### WORK TO DO
Copy out the records below word for word, keeping every line and its order unchanged.

### RECORDS SUPPLIED
────────────────────────────────────────

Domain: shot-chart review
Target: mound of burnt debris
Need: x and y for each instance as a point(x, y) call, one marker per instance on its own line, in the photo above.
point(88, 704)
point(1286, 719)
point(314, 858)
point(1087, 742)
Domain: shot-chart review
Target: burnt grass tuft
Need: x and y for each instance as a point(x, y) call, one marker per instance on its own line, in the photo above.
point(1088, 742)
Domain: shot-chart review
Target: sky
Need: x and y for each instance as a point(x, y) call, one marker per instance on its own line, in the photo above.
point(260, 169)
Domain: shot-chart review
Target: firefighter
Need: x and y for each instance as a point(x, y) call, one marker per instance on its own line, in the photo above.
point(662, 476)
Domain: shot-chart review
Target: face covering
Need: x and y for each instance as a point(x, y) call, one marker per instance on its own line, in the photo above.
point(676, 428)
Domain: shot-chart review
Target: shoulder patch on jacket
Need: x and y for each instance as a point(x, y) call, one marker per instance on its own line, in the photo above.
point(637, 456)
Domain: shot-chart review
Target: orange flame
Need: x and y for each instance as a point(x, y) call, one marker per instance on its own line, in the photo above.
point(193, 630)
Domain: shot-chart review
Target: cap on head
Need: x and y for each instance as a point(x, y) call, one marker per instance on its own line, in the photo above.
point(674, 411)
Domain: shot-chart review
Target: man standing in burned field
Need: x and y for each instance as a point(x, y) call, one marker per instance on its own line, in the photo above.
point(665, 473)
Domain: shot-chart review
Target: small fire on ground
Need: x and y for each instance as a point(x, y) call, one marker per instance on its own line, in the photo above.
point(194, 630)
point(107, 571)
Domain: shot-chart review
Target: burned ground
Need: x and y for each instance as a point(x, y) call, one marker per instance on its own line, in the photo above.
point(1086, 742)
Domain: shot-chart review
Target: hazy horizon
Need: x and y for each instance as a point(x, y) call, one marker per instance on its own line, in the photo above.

────────────────────────────────────────

### THE ANSWER
Domain: shot-chart review
Target: mound of burnt debris
Need: x and y for each instance as a point(x, y) call, one marker per instance on its own line, in the photo above.
point(88, 704)
point(1286, 719)
point(314, 858)
point(1087, 742)
Domain: shot-chart review
Target: burnt grass tuft
Need: x and y for each instance as a point(x, y) call, one marker per instance on its own line, in the photo above.
point(1088, 742)
Domain: shot-chart review
Target: sky
Need: x and y for each instance as a point(x, y) call, one marker per instance on its own line, in the photo above.
point(260, 169)
Domain: shot-chart review
Target: firefighter
Need: x and y for each instance as a point(x, y) call, one marker per instance on its own line, in the photo above.
point(662, 476)
Domain: shot-chart review
Target: face covering
Need: x and y for each instance as a point(x, y) call, one marker per instance on its own line, in the photo above.
point(676, 428)
Domain: shot-chart review
Target: shoulder patch on jacket
Need: x and y for each instance as a point(x, y) call, one marker per instance on its own line, in the photo above.
point(637, 456)
Domain: shot-chart review
Target: orange flame
Need: x and y for each instance as a point(x, y) call, one marker per instance on its own line, in the photo above.
point(193, 630)
Domain: shot-chart review
Target: cap on head
Need: x and y for each instance as a point(x, y) call, one marker per instance on its own line, in the photo above.
point(674, 411)
Domain: shot-chart review
Target: man standing in burned field
Need: x and y for each instance as a point(x, y) call, one marker per instance on its own line, in the photo above.
point(665, 473)
Domain: shot-chart review
Target: small fire on ground
Need: x and y for each instance as a point(x, y) call, one marker per instance on its own line, in the photo above.
point(194, 630)
point(107, 571)
Domain: shot-chart review
Target: burned ground
Need: x and y for each instance as a point(x, y) call, one marker per instance on its own line, in the photo above.
point(1086, 742)
Domain: shot-chart review
Target: hazy horizon
Need: x and y for each instance as a point(x, y) call, one marker per instance on its own line, in the photo above.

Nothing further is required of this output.